▸ The problem: For this exercise, write out the whole listing below exactly, omitting its images.

▸ Provided records:
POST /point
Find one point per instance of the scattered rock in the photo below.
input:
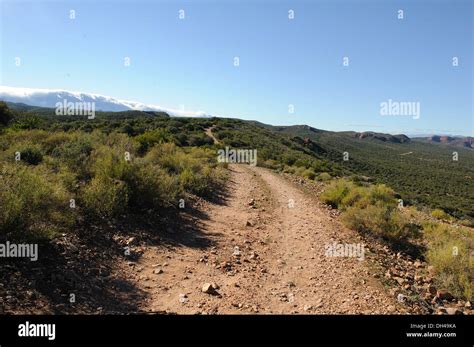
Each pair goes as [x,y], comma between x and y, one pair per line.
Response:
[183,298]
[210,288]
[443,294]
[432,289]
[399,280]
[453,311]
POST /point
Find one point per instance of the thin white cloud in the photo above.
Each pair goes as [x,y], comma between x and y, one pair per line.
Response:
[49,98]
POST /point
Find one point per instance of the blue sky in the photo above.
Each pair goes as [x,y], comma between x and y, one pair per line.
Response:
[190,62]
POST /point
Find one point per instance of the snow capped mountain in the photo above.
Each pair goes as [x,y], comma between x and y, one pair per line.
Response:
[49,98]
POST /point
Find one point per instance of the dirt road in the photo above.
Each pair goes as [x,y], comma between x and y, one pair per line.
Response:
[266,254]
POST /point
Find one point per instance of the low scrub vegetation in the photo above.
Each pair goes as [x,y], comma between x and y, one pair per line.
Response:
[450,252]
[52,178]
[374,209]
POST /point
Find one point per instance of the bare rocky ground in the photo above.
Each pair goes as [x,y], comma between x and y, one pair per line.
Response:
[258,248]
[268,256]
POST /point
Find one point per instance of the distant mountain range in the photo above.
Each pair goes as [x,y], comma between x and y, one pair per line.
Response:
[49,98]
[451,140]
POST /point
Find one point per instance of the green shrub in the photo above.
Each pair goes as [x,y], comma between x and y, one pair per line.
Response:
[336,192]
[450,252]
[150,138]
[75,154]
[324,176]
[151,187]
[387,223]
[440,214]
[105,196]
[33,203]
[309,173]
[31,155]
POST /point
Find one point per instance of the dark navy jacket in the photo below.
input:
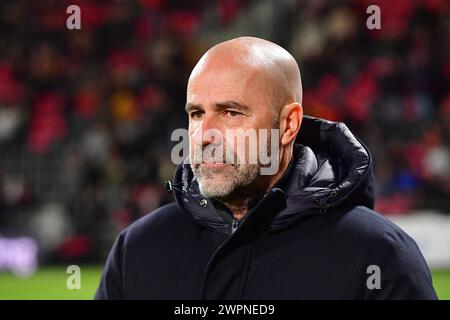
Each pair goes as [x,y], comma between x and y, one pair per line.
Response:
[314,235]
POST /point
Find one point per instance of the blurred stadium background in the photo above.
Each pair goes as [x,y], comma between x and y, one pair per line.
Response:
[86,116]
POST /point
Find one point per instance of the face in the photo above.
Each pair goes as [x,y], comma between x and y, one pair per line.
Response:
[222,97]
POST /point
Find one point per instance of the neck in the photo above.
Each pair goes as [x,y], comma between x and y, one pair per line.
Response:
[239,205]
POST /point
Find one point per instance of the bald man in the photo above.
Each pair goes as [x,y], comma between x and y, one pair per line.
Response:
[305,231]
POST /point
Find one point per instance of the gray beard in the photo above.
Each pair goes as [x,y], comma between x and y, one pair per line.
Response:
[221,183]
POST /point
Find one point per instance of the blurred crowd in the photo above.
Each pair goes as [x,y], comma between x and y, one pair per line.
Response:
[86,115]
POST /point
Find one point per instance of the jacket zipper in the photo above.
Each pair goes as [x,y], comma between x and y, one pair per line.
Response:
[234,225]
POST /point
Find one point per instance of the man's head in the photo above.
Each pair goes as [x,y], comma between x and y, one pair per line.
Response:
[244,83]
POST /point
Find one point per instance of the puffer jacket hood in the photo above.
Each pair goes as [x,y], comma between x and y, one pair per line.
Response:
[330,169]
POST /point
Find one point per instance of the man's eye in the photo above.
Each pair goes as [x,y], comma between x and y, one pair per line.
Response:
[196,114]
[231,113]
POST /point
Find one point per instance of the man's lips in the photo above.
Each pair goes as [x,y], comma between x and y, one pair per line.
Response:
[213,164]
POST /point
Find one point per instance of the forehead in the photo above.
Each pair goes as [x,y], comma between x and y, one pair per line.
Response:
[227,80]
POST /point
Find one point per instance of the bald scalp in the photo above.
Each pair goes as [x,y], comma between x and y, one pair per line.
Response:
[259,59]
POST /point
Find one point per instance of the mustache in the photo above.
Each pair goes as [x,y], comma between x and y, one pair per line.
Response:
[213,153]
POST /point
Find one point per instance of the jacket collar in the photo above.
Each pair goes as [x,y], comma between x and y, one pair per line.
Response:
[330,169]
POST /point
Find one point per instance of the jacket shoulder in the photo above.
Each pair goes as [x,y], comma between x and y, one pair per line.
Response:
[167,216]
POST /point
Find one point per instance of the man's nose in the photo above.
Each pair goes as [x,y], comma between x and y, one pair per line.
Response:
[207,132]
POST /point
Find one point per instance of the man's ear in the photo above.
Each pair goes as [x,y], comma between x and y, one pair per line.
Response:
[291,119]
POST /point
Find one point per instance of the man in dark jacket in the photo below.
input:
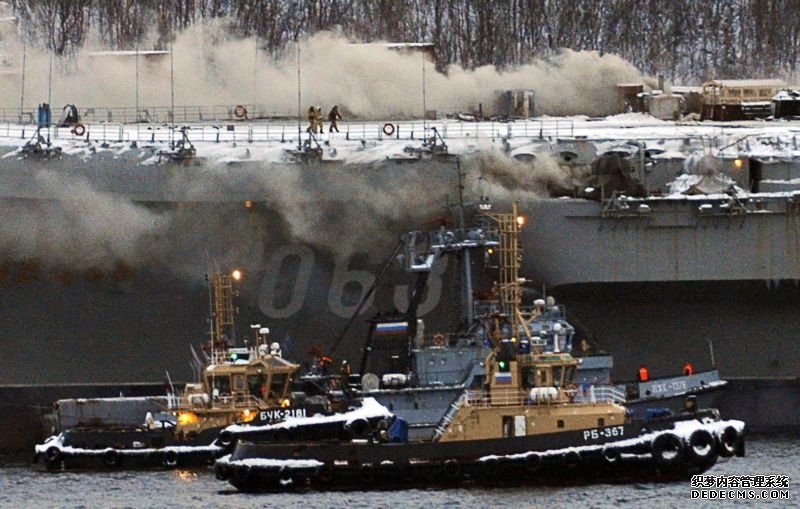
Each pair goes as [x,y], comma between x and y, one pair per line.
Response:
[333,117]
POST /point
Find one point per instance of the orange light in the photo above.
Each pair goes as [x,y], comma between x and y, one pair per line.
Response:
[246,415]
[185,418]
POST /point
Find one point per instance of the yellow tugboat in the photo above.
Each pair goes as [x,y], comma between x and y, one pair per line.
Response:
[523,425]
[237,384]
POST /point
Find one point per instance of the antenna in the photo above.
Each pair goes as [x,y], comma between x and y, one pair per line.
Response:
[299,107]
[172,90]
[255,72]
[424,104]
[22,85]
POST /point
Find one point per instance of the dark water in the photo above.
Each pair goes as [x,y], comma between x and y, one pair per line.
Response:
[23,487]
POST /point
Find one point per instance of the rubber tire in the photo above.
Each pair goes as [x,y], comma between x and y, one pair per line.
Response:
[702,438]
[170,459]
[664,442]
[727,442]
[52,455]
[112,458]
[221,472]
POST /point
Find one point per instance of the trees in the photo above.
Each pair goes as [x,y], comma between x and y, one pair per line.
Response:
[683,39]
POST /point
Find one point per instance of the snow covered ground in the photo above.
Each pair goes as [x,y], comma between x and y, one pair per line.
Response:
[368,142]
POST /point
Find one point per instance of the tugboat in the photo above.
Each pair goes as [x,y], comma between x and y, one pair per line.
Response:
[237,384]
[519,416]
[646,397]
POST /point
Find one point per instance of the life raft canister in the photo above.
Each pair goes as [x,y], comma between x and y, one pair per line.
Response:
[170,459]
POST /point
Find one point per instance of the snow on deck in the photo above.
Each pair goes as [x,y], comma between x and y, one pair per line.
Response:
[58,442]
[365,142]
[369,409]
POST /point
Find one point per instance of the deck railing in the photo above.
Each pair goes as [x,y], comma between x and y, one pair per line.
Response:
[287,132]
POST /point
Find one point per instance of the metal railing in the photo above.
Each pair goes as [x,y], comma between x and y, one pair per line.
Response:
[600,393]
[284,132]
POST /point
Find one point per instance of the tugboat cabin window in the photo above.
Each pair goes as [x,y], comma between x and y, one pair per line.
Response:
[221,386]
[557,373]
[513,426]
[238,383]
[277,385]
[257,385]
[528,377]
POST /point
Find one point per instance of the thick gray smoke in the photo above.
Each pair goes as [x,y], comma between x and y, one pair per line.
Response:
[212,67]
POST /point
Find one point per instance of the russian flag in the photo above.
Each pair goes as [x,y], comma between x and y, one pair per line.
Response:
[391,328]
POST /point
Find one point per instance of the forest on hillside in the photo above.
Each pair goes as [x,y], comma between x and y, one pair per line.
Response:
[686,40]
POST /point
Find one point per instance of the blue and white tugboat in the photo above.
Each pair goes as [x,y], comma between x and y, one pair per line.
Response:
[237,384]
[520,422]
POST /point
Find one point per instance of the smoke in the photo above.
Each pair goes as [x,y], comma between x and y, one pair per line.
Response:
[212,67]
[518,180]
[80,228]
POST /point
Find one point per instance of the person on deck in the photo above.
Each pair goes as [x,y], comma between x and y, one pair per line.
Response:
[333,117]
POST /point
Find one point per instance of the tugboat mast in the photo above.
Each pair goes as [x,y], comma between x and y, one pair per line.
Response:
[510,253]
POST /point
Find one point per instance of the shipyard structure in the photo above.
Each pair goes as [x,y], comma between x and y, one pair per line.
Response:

▸ Reply to the task:
POST /point
Find one point per instance of the scattered rock in the photo below.
input:
Each pair goes as [x,y], comma between x and y, one pair per line.
Response:
[183,298]
[210,288]
[443,294]
[432,289]
[399,280]
[453,311]
POST /point
Find one point per instance of the thin white cloud in the photo above.
Each pair goes as [x,y], comma between x and y, one pair per line.
Response:
[49,98]
POST /point
Find one point per instance of the blue sky in the photo above.
Each pair goes as [x,y], comma between x and y, one pair per line.
Response:
[190,62]
POST /point
Find one point per instance of the snow capped mountain in the photo above.
Each pair goes as [x,y], comma between x and y, one pair per line.
Response:
[49,98]
POST /point
Find one point per instance of the dirt road in the photo above.
Each pair goes as [x,y], comma between x and y, one pair per line.
Response:
[266,254]
POST /point
Find one point per instance of the low scrub vegetation in the photo above.
Each pair goes as [x,y], comma between x and y, one pair per line.
Response:
[450,252]
[52,178]
[374,209]
POST /point
Find one point per instance of the bare rocky ground in the photo above.
Each pair goes as [x,y], comma between x and y, one pair per line.
Response:
[258,248]
[268,256]
POST /point
Find one point per instance of the distant mountain range in the photo above.
Each pair goes as [x,y], comma between x and y, one pair per line.
Response:
[49,98]
[451,140]
POST /point
Find one point per instance of the green shrub in the photo above.
Each pair goes as [x,y], comma between x and y, one pair per line.
Response:
[336,192]
[450,252]
[150,138]
[75,154]
[324,176]
[151,187]
[387,223]
[440,214]
[105,196]
[33,203]
[309,173]
[31,155]
POST /point
Find one point per instance of the dark navy jacket in the photo below.
input:
Each pair goes as [x,y], comma between x and y, one pair per line.
Response:
[314,235]
POST /point
Find one point per instance of the blurred stadium background in the photo above.
Each pair goes as [x,y], comma between x and y, one pair per line.
Response:
[86,116]
POST /point
Find one point per instance of the face in the photo above.
Each pair goes as [x,y], comma between x and y, one pair per line.
Response:
[222,97]
POST /point
Find one point per instance of the neck in the photo above.
Each pair goes as [x,y], comma between x and y, one pair per line.
Response:
[239,205]
POST /point
Find one point per instance of the bald man in the photo above.
Each pair goes as [x,y], comma between x and y, one pair per line.
Response:
[305,231]
POST /point
Find one point per instance of the gray beard in the photo above.
Each pair goes as [x,y], comma between x and y, one pair per line.
Response:
[221,183]
POST /point
Find one point per instance of the blurred crowd in the photo above.
Each pair goes as [x,y], comma between x and y, one pair per line.
Response:
[86,115]
POST /point
Find one point per instance of the jacket zipper in the photo above.
Each pair goes as [x,y], comma between x and y, one pair per line.
Response:
[234,225]
POST /point
Find one point per instance of the man's head in the photo above.
Each pair goes as [x,y], comma between x and y, one pair per line.
Response:
[244,83]
POST /point
Find one point per instance of the puffer jacket hood in the photo above.
Each pair goes as [x,y], comma between x and y, one pair per line.
Response:
[330,169]
POST /point
Find one point per instance of the man's eye in the photo above.
Each pair goes as [x,y], comma between x and y, one pair per line.
Response:
[196,114]
[231,113]
POST /point
Find one point per instance of the man's lips in the photo above.
Each pair goes as [x,y], comma between x and y, one pair per line.
Response:
[213,164]
POST /point
Find one point per instance of the forehead in the photo above.
Each pair goes as [x,y], comma between x and y, one pair per line.
Response:
[227,80]
POST /point
Find one point per instance of the bald scalp in the photo above.
Each pair goes as [x,y], comma between x and y, one pair per line.
Response:
[259,59]
POST /point
Find one point per instance of the mustache in the photo above.
Each pair goes as [x,y], comma between x and y, one pair per line.
Response:
[213,153]
POST /point
Find one point per instance of the jacket collar in the photo above.
Each pair goes as [x,y], comma between x and y, one pair per line.
Response:
[330,169]
POST /point
Find one point per instance of the jacket shoulder in the photo above.
Each pair goes as [x,y], comma between x and y, one pair per line.
Response:
[167,216]
POST /point
Find one point per instance of the man's nose in the photo above.
Each pair goes as [x,y], comma between x and y, one pair per line.
Response:
[207,132]
POST /point
Find one point per instance of the man's ear in the photo above.
Each pair goes as [x,y], comma between x and y, one pair per line.
Response:
[291,119]
POST /point
Find one point per instance of the man in dark jacket in the photo below.
input:
Each pair goes as [x,y], comma between x and y, one pair per line.
Response:
[333,117]
POST /point
Find one point per instance of the orange light in the photo above.
Each pair goes as [x,y], comma between x and y, one pair per line.
Response:
[246,415]
[185,418]
POST /point
Find one point per instance of the yellow tugboat in the photo above.
Each pair goes as [x,y], comma between x and y, one pair per line.
Response:
[523,425]
[237,384]
POST /point
Find one point per instance of the antenna in the photo above.
Each pair goes as [x,y], comma between x and y, one pair per line.
Response:
[299,107]
[172,90]
[255,72]
[424,104]
[22,85]
POST /point
Find one point per instance of the dark water in the photo above.
Each pair goes as [x,y], comma between x and y, one pair per line.
Response:
[23,487]
POST /point
Find one point per instance of the rubber tire in the photo above.
Each pair goes as [x,y], comma between x and y, one pair per line.
Response:
[702,438]
[170,459]
[664,442]
[727,442]
[52,455]
[112,458]
[221,472]
POST /point
Find one point per instance of the trees in the photo above.
Each pair goes as [x,y], comma between x and y, one pair per line.
Response:
[683,39]
POST /point
Find one point per instance of the snow covered ground in the photo above.
Each pair goes as [x,y], comma between x and y, one pair per line.
Response:
[368,142]
POST /point
Find one point per instance of the tugboat in the photo above.
Each pair goes as [x,y], comma between x and y, one pair per line.
Response:
[237,384]
[519,416]
[646,397]
POST /point
Find one point per instance of the life raft canister in the photo above.
Each pair goes as [x,y], comma between x and y, one pair per line.
Response:
[170,459]
POST /point
Find one point per instance of the snow on deck in the photo above.
Each pair goes as [x,y], comma between x and y, one pair per line.
Response:
[58,442]
[365,142]
[369,409]
POST /point
Find one point per instance of the deck railing in the photo above.
Each pair goes as [x,y], comma between x and y, one pair per line.
Response:
[287,132]
POST /point
Find one point per instance of the metal railing in the photo above.
Each pair goes as [x,y], comma between x and y, one pair per line.
Response:
[600,393]
[284,132]
POST /point
Find one point per instance of the tugboat cabin window in the photo above.
Each pair goes as [x,y], comma between x and y, one pair per line.
Response:
[221,386]
[557,373]
[513,426]
[238,383]
[277,385]
[257,385]
[528,377]
POST /point
Find one point per instance of the thick gray smoke in the photo above.
Each pair goes as [x,y], comma between x and y, one pair per line.
Response:
[212,67]
POST /point
Find one point per instance of the russian flag in the photo above.
Each pair goes as [x,y], comma between x and y, one pair per line.
Response:
[391,328]
POST /point
Find one point per instance of the forest on hillside in the photo above.
Each pair goes as [x,y], comma between x and y, one pair per line.
Response:
[686,40]
POST /point
Find one point per instance of the blue and white tugboat in the photo above.
Each pair goes as [x,y], comma between x and y, one pair per line.
Response:
[237,384]
[520,422]
POST /point
Find one point per instance of the smoke in the photo above.
Each pair goes as [x,y], comma between x and y, one pair per line.
Response:
[212,67]
[518,180]
[80,228]
POST /point
Find one point per instance of the person on deck in the photo above.
Each pair goes as [x,y], comma between x and y, one pair per line.
Response:
[333,117]
POST /point
Find one point per instance of the tugboat mast in the photo above.
Each pair goes as [x,y], comma between x and y, one pair per line.
Response:
[510,253]
POST /point
Find one point per instance of the shipyard structure in the photo above.
Each pair goes as [x,y], comma between x and y, one pair per line.
Response:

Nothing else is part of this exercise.